REQUIREMENTS: Print each of the lines below word for word, omitting the pictures.

EXTRACTED DATA:
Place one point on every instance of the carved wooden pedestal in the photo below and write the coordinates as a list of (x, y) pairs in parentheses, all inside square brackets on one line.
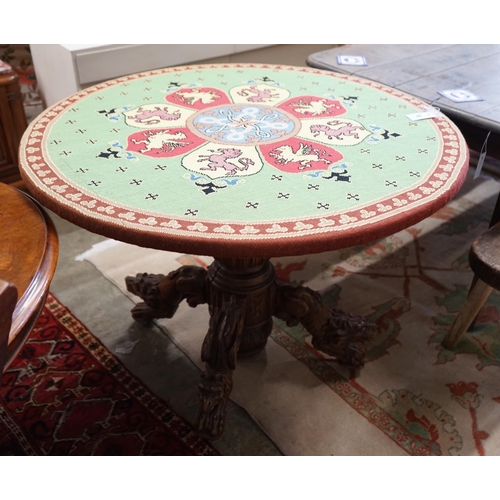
[(243, 295)]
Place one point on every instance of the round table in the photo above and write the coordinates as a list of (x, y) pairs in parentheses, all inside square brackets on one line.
[(243, 162)]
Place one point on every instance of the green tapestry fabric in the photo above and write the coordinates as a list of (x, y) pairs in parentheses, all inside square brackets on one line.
[(254, 159)]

RESULT BELOW:
Place one point on every instance of the carved wooden pedestal in the photo below and write the coordinates as a list of (x, y) pairs in parentheses, all inside square brackets on one line.
[(243, 295)]
Place one point on every instance of the round table in the photo above and write the coordinates as a list of (x, y) pairs in parentheses, all inside square brackets on one line.
[(243, 162)]
Place one point on every instance of the green tapestry fabric in the photo above and write the coordinates as a list of (x, y) pairs in parentheses, all inside square brackets on one line.
[(254, 159)]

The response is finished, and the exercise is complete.